— BEGIN Data for this task —

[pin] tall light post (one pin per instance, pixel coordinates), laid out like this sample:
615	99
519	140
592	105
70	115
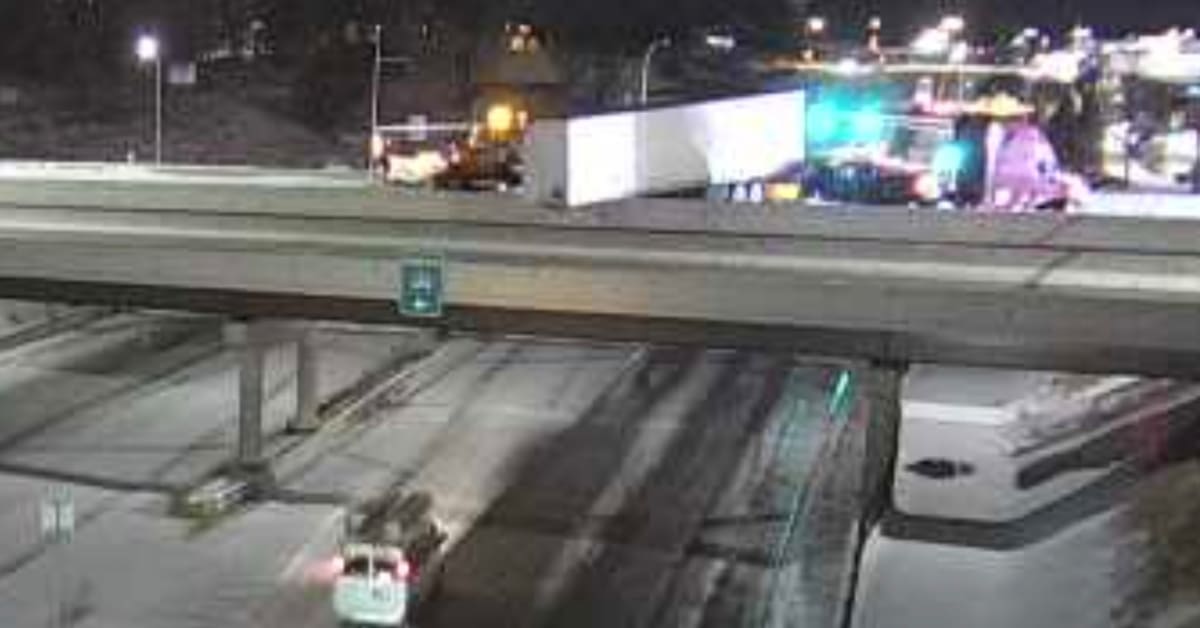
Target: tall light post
149	52
376	79
874	27
661	42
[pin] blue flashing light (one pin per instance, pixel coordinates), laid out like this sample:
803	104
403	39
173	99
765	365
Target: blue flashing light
823	121
843	389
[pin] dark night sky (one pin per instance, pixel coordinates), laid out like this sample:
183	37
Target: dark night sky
1110	16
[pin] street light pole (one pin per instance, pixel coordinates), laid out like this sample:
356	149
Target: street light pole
376	79
157	112
661	42
149	51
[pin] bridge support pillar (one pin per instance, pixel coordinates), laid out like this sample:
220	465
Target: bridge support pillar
306	418
251	365
882	387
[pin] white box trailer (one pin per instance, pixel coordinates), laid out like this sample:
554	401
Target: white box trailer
593	159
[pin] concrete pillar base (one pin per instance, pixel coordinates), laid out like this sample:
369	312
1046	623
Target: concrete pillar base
307	417
251	363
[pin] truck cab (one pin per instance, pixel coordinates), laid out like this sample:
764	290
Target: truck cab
389	562
373	586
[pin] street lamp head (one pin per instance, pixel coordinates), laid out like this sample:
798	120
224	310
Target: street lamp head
148	48
720	42
953	24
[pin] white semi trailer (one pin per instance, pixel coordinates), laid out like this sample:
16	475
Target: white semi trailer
594	159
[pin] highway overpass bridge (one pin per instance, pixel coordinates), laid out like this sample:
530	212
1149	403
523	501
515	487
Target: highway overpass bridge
883	286
1080	293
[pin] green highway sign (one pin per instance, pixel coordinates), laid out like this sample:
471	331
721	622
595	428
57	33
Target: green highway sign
423	287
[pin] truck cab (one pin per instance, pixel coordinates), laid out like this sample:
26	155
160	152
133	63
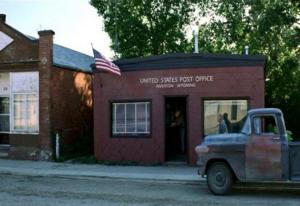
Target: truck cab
259	152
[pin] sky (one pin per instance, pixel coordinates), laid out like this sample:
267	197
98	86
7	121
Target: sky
75	22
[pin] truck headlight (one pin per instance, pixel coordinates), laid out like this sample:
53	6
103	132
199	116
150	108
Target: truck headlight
202	149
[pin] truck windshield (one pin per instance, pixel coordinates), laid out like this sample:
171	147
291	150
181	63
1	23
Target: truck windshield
246	127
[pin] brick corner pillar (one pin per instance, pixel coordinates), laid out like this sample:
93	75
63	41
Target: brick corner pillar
45	66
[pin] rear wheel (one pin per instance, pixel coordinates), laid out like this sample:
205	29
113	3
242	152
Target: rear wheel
219	178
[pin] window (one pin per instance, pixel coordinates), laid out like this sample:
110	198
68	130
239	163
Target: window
19	102
265	125
224	116
131	119
25	107
4	114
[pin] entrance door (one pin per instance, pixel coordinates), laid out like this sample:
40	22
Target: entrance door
175	129
4	120
263	151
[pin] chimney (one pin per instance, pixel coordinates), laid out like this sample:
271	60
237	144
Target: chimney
45	68
2	18
46	46
247	50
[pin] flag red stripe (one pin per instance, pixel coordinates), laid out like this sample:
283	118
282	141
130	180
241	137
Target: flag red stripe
108	69
101	64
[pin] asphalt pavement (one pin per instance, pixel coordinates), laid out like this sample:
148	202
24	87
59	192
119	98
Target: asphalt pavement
175	173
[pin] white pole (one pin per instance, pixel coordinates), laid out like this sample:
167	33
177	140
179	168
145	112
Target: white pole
57	146
196	40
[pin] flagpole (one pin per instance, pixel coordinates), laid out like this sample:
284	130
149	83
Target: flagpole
95	66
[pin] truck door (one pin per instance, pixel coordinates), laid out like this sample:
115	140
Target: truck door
263	150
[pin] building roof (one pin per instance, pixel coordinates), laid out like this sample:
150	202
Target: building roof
68	58
184	60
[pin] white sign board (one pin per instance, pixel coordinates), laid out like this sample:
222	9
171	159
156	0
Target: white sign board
176	81
5	40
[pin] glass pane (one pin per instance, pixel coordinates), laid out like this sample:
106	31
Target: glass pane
224	116
265	125
19	116
4	105
141	117
148	117
4	123
32	111
130	118
119	121
25	82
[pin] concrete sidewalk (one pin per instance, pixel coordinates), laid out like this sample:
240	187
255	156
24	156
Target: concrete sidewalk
182	174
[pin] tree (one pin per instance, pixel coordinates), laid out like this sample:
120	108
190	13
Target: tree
145	27
268	27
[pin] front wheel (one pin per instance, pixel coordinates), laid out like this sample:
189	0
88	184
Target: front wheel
219	178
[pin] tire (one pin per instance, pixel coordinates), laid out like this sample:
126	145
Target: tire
219	178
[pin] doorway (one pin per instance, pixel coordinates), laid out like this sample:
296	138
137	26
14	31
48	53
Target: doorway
175	129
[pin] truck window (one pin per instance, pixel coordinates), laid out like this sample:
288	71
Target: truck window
265	125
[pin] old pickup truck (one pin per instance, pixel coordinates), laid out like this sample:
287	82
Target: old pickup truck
260	152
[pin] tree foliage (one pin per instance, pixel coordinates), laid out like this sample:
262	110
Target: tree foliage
268	27
144	27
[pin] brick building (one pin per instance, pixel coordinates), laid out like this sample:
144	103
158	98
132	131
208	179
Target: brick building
45	89
163	106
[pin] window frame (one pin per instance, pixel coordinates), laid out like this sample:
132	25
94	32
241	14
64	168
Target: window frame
232	98
9	114
130	135
11	94
262	116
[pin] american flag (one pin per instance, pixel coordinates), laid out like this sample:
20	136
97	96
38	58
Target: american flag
103	64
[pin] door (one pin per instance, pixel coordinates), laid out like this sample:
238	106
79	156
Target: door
263	150
175	129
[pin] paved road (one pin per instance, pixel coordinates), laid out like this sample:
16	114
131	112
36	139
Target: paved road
43	191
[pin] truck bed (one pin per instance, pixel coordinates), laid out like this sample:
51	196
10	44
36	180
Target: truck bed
294	155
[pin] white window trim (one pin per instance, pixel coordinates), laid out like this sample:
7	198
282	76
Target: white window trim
11	106
5	132
114	123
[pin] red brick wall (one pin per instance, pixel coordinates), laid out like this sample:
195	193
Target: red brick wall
228	82
71	106
45	64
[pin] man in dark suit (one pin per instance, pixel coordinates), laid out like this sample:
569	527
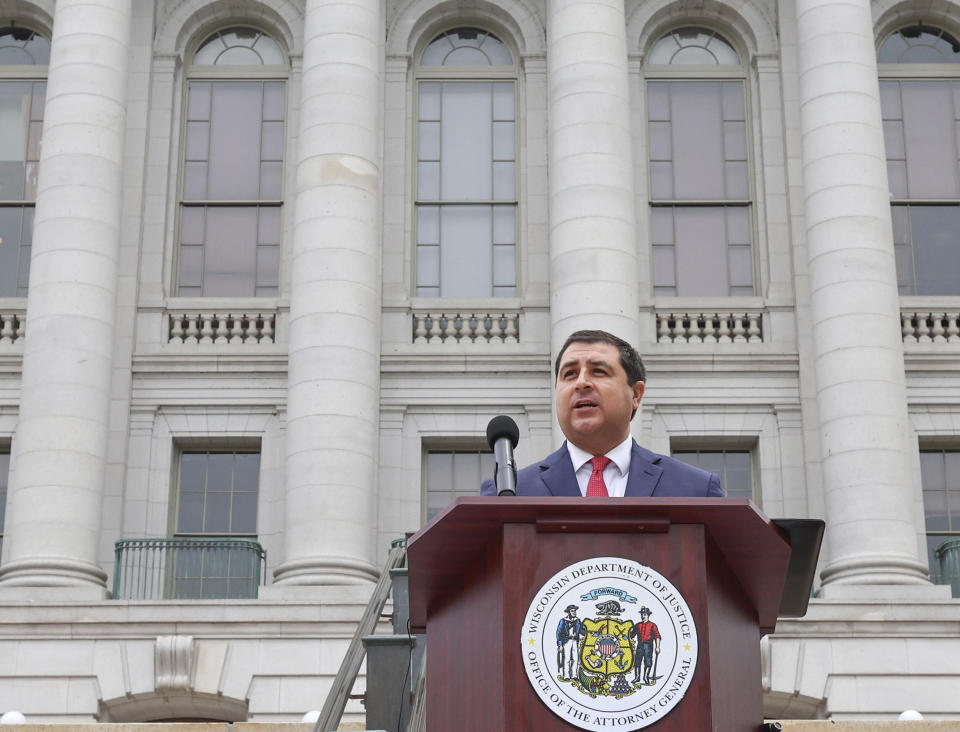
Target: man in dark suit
599	384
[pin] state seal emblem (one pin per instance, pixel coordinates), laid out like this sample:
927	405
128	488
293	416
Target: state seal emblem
609	643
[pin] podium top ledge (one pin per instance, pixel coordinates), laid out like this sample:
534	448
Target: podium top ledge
757	551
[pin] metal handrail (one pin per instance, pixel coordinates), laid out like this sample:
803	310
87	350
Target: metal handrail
188	568
418	707
336	702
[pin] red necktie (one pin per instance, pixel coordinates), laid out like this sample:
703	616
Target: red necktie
596	488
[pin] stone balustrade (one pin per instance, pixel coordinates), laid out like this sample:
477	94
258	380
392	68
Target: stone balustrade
12	325
222	328
930	327
470	327
709	327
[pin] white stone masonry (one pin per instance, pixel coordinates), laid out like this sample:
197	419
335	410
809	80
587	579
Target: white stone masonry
333	394
861	391
593	260
53	521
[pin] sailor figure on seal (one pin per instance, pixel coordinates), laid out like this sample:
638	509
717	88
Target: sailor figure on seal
569	631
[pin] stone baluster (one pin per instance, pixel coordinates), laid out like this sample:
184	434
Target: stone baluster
450	332
496	329
420	328
192	331
953	327
754	333
511	333
435	330
206	327
481	331
694	330
907	328
266	332
723	329
223	328
664	329
709	328
176	327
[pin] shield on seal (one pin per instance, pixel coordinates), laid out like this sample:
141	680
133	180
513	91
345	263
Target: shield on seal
606	649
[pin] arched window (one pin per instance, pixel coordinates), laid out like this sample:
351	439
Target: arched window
231	188
24	55
466	200
920	98
699	182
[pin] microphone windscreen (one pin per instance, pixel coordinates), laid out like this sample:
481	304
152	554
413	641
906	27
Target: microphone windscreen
502	426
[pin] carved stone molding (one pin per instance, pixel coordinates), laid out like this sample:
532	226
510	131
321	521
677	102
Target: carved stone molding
173	662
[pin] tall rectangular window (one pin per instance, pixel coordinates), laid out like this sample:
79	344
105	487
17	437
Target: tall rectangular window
700	198
940	475
466	203
4	478
217	493
450	474
23	59
232	180
920	100
733	467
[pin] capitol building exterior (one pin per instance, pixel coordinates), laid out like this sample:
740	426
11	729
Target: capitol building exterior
267	269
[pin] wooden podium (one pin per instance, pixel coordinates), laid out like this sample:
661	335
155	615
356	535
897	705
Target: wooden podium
475	569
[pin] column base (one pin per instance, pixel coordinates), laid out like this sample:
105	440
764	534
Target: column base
325	571
53	577
892	593
886	570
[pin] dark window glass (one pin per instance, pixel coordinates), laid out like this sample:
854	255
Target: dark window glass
466	172
450	474
733	467
940	475
921	123
21	123
4	477
699	173
232	184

— END Data for this task —

* **Aim**
Reproduce exactly the lines from the one with "[pin] stone balustrade" through the end of the entries above, both ends included.

* **Answer to the task**
[pin] stone balustrade (one pin per instance, pixel coordinates), laid out like this sample:
477	94
258	380
392	68
Target: stone balustrade
12	325
222	328
930	327
470	327
709	327
[pin] white stone masonry (one pin per instance, pixel coordinates), laid out like this sample:
197	419
335	410
809	80
587	579
Target: white stone masonry
333	394
861	391
593	260
53	521
[pin] sailor figure on seal (one pin per instance, pixel coordinates), laid out like this sample:
638	509
717	88
Target: sailor figure on seal
569	631
[pin] stone baluster (one pin per instance, pixel coordinates), laid out like this sample:
184	434
Target: stone baluster
450	332
496	329
420	328
192	331
953	327
754	333
511	333
435	330
206	327
481	331
694	330
907	328
266	332
723	329
223	328
664	329
709	328
176	327
[pin] shield on seal (one pin per instance, pixel coordinates), laid out like this sample:
141	680
133	180
513	91
345	263
Target: shield on seal
606	649
[pin] arched window (one pin per instance, pixel coordinates), laid out like this sample:
351	439
Target: arched window
231	188
24	55
466	200
920	98
699	182
[pin] microphone windscreen (one pin per instance, pixel coordinates), laid out like this sample:
481	304
152	554
413	641
906	27
Target: microphone windscreen
502	426
[pin] carved stone molding (one pin per instance, pixel coordinates), laid out like this sample:
532	226
510	131
321	521
677	102
Target: carved stone molding
173	662
[pin] tall rectangular window (one pin per instance, pixel coordinates), laid out like this sample:
79	344
105	487
17	437
Target: tall rectangular window
700	198
940	475
466	203
4	478
217	493
450	474
23	59
232	180
920	100
733	467
[pin] capitol building exterior (one pin per instance, pixel coordinates), laid out like this sample:
740	426
11	729
Target: capitol building exterior
267	269
[pin] wooden podium (one pin per instance, pixel coordinates), laid out like this sample:
661	335
155	615
356	535
897	705
Target: wooden podium
475	569
[pin] column base (one pin per instance, pixel coordinates), laid out like this sample:
105	440
764	534
Target: column base
325	571
53	577
892	593
886	570
[pin] dark window glass (one pin per instance, pixel coordinates), laid out like this sample:
854	255
Target: dark window glass
466	172
450	474
733	467
940	475
921	123
21	123
4	477
699	173
232	184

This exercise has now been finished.